* [Aim of the task]:
Gather all lines with "rough" from the records.
──────── Excerpted records
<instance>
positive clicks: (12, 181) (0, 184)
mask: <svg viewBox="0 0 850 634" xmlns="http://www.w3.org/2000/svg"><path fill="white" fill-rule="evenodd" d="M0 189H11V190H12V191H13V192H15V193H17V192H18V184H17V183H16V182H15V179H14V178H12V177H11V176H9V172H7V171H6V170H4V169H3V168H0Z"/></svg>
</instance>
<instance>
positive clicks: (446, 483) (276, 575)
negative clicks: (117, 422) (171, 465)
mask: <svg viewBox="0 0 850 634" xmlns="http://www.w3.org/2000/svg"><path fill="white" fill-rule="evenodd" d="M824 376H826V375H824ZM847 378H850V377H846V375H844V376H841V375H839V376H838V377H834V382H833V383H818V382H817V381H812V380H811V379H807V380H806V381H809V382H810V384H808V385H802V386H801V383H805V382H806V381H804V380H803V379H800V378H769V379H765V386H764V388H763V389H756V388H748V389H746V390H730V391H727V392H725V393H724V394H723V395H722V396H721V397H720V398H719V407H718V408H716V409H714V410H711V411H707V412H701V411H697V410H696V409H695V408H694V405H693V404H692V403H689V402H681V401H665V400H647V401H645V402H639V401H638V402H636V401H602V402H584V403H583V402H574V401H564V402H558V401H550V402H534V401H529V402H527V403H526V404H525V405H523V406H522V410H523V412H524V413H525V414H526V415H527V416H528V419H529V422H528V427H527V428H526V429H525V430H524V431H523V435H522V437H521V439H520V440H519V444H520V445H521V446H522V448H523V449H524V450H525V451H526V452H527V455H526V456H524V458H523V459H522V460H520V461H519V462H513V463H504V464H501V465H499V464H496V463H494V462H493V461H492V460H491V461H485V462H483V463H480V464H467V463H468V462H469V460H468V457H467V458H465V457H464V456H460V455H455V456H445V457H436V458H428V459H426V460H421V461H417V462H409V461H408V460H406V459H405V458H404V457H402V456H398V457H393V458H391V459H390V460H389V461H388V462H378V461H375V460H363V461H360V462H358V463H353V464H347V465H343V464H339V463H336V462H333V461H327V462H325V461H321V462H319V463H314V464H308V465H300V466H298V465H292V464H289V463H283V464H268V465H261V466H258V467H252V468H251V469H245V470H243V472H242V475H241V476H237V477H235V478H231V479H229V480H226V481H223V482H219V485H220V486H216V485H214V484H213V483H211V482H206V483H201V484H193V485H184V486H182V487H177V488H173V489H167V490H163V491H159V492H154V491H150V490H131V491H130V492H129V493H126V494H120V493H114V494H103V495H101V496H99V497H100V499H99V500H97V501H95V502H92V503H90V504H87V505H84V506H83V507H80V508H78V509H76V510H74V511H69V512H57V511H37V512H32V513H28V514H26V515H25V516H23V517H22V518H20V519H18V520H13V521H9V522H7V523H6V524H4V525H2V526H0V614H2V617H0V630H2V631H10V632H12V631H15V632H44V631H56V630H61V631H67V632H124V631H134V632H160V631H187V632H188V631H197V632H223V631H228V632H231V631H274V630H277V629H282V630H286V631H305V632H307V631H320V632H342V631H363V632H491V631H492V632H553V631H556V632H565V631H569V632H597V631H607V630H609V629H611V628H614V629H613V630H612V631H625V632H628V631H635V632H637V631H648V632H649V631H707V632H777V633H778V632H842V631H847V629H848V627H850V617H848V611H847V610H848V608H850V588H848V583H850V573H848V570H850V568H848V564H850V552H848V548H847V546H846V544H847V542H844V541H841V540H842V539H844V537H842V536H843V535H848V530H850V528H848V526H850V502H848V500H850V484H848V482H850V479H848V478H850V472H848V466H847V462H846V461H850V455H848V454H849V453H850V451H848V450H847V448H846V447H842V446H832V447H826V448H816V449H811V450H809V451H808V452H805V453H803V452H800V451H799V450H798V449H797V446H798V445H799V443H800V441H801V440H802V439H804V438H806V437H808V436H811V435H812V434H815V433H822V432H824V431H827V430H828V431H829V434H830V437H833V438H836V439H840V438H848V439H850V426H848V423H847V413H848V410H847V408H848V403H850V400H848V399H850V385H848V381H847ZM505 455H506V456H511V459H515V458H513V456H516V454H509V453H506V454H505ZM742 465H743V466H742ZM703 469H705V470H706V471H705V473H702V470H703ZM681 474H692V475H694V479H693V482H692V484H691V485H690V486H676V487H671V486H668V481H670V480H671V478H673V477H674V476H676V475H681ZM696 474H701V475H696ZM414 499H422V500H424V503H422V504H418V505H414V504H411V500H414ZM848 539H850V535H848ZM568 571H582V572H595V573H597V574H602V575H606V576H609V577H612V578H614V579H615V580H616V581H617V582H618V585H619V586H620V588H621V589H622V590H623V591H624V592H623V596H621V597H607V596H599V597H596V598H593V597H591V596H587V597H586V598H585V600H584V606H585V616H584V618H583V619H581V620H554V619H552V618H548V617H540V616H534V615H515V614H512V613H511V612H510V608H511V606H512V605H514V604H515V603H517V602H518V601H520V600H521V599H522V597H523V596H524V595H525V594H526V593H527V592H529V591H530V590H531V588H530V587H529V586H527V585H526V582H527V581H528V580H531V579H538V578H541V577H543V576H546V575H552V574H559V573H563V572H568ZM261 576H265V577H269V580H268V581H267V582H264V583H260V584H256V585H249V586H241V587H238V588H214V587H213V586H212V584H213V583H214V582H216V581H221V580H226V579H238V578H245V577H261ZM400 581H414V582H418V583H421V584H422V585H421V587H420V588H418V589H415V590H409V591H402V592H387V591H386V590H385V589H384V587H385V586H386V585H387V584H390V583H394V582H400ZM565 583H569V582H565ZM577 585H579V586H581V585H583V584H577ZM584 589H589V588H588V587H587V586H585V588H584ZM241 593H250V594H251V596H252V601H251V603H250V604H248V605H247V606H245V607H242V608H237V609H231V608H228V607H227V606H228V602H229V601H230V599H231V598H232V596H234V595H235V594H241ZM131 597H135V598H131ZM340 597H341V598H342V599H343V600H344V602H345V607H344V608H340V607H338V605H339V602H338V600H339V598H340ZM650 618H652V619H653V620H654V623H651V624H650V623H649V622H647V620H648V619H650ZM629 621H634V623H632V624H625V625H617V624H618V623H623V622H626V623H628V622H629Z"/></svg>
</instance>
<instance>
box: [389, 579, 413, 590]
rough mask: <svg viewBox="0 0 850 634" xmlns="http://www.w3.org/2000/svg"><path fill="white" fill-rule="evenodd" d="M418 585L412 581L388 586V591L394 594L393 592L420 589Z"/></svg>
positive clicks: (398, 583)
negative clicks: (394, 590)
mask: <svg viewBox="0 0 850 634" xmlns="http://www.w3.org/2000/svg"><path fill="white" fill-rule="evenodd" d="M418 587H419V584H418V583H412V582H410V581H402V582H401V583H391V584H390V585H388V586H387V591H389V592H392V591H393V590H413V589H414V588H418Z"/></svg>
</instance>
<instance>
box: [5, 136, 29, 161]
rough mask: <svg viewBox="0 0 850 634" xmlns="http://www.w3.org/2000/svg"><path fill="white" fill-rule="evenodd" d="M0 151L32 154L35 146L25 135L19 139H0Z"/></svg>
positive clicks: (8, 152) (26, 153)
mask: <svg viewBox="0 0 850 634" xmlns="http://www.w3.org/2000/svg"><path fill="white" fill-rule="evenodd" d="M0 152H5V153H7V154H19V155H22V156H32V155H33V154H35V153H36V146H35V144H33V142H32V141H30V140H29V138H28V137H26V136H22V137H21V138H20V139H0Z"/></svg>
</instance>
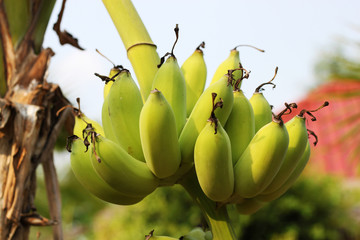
────────────────
* [Result below]:
rough mask: <svg viewBox="0 0 850 634" xmlns="http://www.w3.org/2000/svg"><path fill="white" fill-rule="evenodd" d="M418 585L412 581L388 586V591L394 594L393 592L420 589Z"/></svg>
rough mask: <svg viewBox="0 0 850 634" xmlns="http://www.w3.org/2000/svg"><path fill="white" fill-rule="evenodd" d="M0 151L32 154L35 146L25 135L19 139H0Z"/></svg>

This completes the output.